• **Exercise brief**: Swap "instance" for "object" in the stretch of the listing from its start through the line containing "Each instance is", both ends included, and give those lines again with nothing else changed. Leave the pictures out of your answer.

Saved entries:
** Start **

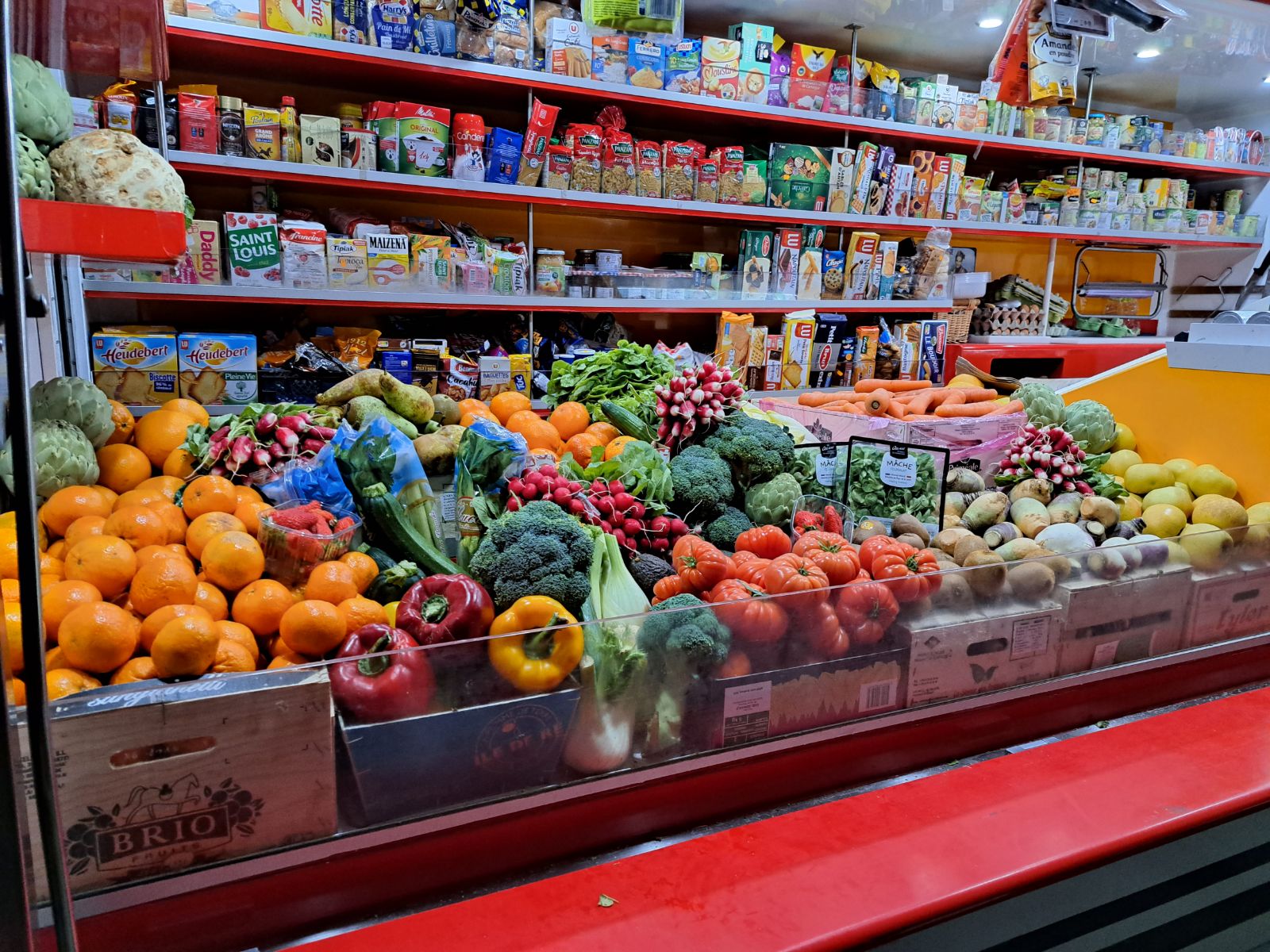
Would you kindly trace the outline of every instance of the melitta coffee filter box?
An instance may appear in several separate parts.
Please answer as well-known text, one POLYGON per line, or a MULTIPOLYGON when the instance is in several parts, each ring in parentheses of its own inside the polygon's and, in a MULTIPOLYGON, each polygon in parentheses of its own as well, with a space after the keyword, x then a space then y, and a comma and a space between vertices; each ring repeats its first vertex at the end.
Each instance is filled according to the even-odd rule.
POLYGON ((147 406, 177 399, 173 327, 103 327, 91 344, 93 382, 110 400, 147 406))
MULTIPOLYGON (((335 833, 325 669, 146 683, 154 687, 97 688, 50 704, 74 892, 335 833)), ((27 731, 18 734, 25 762, 27 731)), ((27 803, 34 829, 29 792, 27 803)), ((38 871, 38 838, 33 848, 38 871)))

** End **

• **Task output**:
Would you kindly trace the outline of every object of the melitta coffee filter box?
An object may appear in several separate parts.
Please answer as well-known text, one POLYGON per line, or a MULTIPOLYGON when the object is in several parts, each ring in parentheses of its own inside the polygon's and, in a MULTIPOLYGON, each polygon in parentheses of its own as well, with a space after the keyword, x then a space then y, and a comma and a space between vertices; each ring repeats its first vertex at the end.
Each object is filled according to the even-odd rule.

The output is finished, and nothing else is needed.